▶ PASSAGE
-- Opening Marker --
At some point everyone has heard the question: "Which came first, the chicken or the egg.". What is surprising about this question is that it can still produce any debate.
It is surprisingly obvious yet one wonders what has contributed to its longevity and its countinued appearance in various arguments.
Why obvious? Well, let's consider the premises. Unless one is predisposed to believing that animals simply appear, then we must reject the premise that a chicken can exist as a fully formed adult without any previous existence. As a result, the only element left to examine is the egg. Yet, an egg doesn't spring into existence fully formed either.
However, the egg is a pre-requisite to any egg-laying animal, so we could conclude our answer to the question at this point already. Whatever else one might think, an animal must be born to become an adult, and an egg-laying animal is hatched from an egg to become an adult. Therefore an egg must precede the adult. What gives rise to the supposition that there's something more to it?
The problem is that the question operates under the flawed premise that species of any kind are absolute and that there are absolute cut-offs in how they are classified. It is important to remember that a species is an arbitrary designation based on how we elect to classify particular animals. If we were to examine the continuum of a chicken's evolutionary path, we would begin with some ancestor, and observe gradual variations occurring, until such time as we arrive at the animal we now call a chicken. However, what we couldn't do, is to draw a definitive line during this evolutionary path and declare everything on one side of that line as pre-chickens, and everything afterwards as actual chickens.
-- Closing Marker --
▶ WHAT IS NEEDED
In the passage on the chicken-and-egg question, what does it say a species is? The rows are separate material, unconnected to the passage.

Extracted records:
-- Opening Marker --
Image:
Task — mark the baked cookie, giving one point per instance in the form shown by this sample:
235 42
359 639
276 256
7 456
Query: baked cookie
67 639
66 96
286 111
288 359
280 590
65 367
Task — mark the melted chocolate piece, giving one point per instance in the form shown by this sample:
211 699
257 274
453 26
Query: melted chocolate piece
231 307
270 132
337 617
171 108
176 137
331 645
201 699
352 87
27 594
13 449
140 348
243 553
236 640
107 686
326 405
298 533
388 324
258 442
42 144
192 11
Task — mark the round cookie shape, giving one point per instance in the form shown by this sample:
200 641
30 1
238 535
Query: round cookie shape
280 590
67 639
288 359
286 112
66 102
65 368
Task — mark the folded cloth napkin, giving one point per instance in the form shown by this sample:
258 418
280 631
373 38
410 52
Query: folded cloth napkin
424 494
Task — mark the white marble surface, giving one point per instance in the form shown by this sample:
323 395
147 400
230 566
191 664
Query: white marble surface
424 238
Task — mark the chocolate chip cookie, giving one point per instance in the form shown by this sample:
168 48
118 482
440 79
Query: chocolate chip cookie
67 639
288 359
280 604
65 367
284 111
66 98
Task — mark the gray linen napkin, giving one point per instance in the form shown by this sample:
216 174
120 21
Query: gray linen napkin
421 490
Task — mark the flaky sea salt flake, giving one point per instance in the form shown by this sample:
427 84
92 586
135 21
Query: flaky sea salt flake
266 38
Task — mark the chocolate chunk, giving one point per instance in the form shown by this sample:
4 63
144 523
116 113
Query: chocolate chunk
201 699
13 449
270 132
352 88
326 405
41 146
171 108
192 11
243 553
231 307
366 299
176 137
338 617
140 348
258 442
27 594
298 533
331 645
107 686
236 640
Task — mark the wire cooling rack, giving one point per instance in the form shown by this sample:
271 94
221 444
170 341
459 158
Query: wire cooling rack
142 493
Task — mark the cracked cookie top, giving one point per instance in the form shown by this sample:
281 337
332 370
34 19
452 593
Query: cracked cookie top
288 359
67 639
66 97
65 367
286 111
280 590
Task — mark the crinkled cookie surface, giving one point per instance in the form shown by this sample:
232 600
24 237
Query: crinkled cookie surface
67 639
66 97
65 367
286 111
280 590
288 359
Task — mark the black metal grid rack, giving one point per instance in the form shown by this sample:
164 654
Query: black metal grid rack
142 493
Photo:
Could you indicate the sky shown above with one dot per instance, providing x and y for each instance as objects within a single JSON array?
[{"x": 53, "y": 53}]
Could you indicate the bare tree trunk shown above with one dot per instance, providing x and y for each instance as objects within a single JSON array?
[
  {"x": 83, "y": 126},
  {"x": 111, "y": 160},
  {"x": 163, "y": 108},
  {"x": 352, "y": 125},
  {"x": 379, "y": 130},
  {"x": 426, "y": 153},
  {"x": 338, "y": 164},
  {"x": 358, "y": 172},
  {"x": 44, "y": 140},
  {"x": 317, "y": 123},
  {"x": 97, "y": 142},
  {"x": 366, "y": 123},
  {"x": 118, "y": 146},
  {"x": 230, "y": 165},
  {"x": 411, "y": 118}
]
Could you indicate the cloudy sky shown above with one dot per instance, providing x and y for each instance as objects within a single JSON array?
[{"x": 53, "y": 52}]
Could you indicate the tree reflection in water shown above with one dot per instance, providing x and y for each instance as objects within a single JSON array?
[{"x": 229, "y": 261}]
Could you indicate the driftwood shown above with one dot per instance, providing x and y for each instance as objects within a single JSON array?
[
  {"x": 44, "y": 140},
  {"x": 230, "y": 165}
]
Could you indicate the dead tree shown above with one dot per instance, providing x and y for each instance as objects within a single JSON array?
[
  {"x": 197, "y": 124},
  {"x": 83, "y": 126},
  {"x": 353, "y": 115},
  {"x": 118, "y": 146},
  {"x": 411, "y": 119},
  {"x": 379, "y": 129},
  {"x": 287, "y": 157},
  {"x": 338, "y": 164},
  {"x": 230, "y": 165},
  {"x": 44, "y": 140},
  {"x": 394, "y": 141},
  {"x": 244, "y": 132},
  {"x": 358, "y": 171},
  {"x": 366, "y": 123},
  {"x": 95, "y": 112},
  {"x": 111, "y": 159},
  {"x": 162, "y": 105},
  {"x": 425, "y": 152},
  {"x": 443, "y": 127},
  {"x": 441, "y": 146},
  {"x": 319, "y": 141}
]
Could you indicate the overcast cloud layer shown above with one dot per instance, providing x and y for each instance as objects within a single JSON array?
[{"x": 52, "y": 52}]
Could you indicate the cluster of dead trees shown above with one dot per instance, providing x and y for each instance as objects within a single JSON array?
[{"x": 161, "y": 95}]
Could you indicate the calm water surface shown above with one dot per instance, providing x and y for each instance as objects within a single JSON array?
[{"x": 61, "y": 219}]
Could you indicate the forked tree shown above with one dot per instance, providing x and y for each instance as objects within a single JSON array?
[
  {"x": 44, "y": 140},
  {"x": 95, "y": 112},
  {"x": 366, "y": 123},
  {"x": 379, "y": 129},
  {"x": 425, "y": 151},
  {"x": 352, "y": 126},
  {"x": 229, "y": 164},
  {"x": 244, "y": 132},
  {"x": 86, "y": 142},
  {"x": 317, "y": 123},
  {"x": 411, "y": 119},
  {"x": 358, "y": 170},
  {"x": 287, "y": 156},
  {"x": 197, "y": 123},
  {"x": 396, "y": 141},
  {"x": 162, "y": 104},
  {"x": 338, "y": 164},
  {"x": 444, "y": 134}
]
-- Closing Marker --
▶ ANSWER SECTION
An arbitrary designation based on how we elect to classify particular animals.